_EXTRACT PROVIDED:_
BEGIN

Not sure if someone who'd genuinely take issue with someone else not drinking would make a quality friend. Perhaps a good acquaintance, friend-of-convenience or friend-for-a-purpose, but friend-friend?
I wouldn't call it alcoholism, but I do think there's too much emphasis on alcohol in team building. Getting trashed with your team and making memories (or lack thereof) is kind of a fast track to becoming tight. But there are healthier and better ways to do it.
This is 30+ year old me speaking, but mid-20s me would be out until the early hours of the morning with the rest of the team on a work night, and I loved it. But now that I manage a team, I pretty much never make alcohol the focus of any company event - not really healthy or something I want to be actively promoting to employees. I guess I'm a bit of a puritan now.
Do people actually gets trashed and wasted with their team though? Usually I find that there is a "work" portion where people head to the bar after work and have a few beers and get buzzed and talk about work. And then people leave and people break off into groups and the "friends" portion of the night starts, when you might actually get drunk with your group of friends from work. But there is no illusion that there is any connection to work at that point.
I experienced something similar, when I stopped drinking alcohol for health reasons and still noticing mental impairment when staying at parties until morning.
It's the same way people get defensive when someone else says they're a vegan. People may often take it as this person signaling something they do as 'normal' and your refusal to partake means there might be a health, moral, or other flaw in their practice. That someone else never said anything further, cast down on the questioner for drinking/eating meat/etc., or said "it's debate time", but it's the symbol that the very thought that maybe they should second guess themselves that disgusts them -- and this event was supposed to be fun, and you are making it serious.
I guess the pro-tip is to always have non-alcoholic beverages at a gathering.
There are teetotallers, and then there are teetotallers. There are vegans, and then there are vegans.
I lived in Manhattan for just under 8 years, and have been in Hong Kong for almost 9 years now. I have more friends and colleagues who are vegan here (and a few Jains), but I've never seen the social posturing here that I would sometimes see from vegans in NYC. I don't mean to imply all, or even a majority, of teetotallers, vegans, etc. are virtue signalling in New York, just pointing out the near complete absence of posturing and virtue signalling (at least over those choices) here in Hong Kong puts New York in sharp contrast. I took my wife to New York for the first time a bit over a year ago, and our AirBnB hosts were way over the top sharing their dietary choices, to the point is was very confusing to my wife. I had to tell my wife something along the lines of "Don't worry about it. These aren't actually super strange people. It's just something some people do here. We don't have to worry for our safety." We have vegan friends and colleagues here, and my wife's sister-in-law believes in a branch of Buddhism that doesn't eat beef, but posturing over dietary choices was completely foreign to my wife.

END

_TO DO:_
(A) In the discussion of drinking and team building, why does the commenter who now manages a team almost never make alcohol the focus of a company event?
(B) From the discussion of drinking and team building, extract the passage from "I wouldn't call" to "a puritan now.".

_ENTRIES SUPPLIED:_
BEGIN

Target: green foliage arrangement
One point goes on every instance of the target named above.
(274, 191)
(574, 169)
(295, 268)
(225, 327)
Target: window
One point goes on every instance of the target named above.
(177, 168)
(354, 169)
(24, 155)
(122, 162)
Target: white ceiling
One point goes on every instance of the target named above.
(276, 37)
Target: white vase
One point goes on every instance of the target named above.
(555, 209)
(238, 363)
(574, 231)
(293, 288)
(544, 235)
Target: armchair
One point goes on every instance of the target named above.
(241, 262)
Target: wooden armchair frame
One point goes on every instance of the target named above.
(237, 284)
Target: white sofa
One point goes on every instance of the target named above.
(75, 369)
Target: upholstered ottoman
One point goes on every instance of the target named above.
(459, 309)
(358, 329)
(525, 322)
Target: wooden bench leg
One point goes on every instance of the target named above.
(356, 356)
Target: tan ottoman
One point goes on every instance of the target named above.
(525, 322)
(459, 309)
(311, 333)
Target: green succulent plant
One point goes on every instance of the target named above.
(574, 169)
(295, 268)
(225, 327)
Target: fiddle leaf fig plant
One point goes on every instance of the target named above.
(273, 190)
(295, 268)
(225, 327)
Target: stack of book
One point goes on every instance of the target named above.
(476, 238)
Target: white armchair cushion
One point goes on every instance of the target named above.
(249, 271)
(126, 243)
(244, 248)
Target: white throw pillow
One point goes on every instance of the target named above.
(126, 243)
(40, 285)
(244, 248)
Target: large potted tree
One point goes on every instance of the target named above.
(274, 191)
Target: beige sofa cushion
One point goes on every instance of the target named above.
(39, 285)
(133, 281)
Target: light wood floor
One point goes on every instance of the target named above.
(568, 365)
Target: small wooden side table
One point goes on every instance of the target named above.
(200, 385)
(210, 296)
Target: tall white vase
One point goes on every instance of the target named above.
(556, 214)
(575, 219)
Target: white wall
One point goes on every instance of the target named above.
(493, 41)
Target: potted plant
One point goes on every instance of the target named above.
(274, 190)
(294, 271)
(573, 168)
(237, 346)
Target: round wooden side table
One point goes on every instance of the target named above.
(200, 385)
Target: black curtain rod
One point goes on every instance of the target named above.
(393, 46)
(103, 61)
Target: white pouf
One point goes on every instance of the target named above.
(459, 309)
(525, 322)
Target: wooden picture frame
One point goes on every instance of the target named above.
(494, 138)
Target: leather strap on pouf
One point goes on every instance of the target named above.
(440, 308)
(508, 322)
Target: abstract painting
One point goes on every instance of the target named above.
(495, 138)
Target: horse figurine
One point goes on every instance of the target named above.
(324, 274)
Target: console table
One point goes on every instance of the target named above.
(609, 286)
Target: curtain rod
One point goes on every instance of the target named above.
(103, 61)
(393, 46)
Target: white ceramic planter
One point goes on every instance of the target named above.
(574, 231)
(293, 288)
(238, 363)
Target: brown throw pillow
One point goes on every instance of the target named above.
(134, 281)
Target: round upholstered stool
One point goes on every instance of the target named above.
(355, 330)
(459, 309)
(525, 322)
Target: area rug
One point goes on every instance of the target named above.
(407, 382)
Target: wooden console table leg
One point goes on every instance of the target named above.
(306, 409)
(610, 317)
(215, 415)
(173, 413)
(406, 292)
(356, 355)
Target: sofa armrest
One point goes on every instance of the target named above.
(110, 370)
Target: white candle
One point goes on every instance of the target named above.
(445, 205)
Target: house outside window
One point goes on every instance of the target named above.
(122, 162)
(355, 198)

END
BEGIN

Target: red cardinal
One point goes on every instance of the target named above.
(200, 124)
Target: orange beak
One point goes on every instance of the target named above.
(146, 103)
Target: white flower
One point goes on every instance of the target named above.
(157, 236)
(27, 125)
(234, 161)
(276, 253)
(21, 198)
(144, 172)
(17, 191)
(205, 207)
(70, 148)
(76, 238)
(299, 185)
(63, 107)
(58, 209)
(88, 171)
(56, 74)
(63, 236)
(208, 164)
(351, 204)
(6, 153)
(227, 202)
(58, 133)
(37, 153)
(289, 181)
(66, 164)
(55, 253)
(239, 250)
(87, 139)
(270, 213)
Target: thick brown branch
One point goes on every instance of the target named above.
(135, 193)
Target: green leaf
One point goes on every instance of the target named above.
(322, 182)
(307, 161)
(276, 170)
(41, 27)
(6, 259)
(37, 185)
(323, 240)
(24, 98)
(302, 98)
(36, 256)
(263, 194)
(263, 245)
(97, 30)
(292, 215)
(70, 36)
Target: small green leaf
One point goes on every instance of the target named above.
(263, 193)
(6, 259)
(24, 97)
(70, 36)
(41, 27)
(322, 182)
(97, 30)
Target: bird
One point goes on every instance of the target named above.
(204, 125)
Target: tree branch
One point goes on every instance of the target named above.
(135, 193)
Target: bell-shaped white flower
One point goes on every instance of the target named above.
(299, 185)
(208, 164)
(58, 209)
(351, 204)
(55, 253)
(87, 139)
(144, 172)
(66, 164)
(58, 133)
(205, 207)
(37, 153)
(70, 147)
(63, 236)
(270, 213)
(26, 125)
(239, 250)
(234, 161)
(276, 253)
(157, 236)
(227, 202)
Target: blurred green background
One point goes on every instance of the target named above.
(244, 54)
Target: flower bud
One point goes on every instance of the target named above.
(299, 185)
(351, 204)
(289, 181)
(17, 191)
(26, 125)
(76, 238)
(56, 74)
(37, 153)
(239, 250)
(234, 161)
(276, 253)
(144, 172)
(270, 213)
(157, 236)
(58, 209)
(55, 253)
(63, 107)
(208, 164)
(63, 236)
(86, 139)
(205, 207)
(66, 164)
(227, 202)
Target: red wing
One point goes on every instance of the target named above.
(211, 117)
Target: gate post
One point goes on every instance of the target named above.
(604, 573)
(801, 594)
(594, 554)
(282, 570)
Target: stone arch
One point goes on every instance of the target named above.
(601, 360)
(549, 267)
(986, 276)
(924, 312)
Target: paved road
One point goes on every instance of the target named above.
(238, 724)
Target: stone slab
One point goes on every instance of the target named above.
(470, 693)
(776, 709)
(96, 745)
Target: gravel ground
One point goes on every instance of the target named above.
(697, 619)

END
BEGIN

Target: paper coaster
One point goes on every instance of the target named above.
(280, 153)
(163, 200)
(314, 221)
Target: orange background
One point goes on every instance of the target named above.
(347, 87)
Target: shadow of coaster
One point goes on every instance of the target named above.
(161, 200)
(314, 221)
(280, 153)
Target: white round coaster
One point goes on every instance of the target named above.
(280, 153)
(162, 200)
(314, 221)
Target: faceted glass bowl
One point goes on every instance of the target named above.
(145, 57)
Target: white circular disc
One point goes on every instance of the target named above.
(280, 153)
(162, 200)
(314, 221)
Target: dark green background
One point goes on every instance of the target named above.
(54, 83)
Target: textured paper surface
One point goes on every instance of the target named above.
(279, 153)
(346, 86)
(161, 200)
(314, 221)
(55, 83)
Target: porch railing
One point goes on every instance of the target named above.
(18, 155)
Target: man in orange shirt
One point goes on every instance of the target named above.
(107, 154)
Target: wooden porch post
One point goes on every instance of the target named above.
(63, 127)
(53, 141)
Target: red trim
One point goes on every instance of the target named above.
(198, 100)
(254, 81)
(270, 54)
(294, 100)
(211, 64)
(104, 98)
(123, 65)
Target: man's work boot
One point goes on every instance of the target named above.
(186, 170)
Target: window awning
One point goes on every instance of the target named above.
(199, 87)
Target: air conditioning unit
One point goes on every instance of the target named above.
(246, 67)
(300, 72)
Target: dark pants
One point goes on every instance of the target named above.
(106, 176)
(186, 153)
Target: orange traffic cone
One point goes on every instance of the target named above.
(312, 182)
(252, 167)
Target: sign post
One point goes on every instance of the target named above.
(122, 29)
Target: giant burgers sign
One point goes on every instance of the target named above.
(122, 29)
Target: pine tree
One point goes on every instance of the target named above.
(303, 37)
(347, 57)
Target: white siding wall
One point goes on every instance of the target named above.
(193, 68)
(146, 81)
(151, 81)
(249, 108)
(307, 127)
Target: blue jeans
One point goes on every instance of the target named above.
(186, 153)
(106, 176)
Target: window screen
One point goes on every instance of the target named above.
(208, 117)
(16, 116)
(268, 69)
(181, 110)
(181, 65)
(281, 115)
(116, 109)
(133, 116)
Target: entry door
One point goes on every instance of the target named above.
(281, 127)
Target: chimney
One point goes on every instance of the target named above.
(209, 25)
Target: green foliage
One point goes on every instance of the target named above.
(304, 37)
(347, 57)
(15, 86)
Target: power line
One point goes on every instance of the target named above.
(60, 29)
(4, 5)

END

_TASK ANSWERS:_
(A) The commenter considers it not really healthy and does not want to actively promote it to employees.

(B)
I wouldn't call it alcoholism, but I do think there's too much emphasis on alcohol in team building. Getting trashed with your team and making memories (or lack thereof) is kind of a fast track to becoming tight. But there are healthier and better ways to do it.
This is 30+ year old me speaking, but mid-20s me would be out until the early hours of the morning with the rest of the team on a work night, and I loved it. But now that I manage a team, I pretty much never make alcohol the focus of any company event - not really healthy or something I want to be actively promoting to employees. I guess I'm a bit of a puritan now.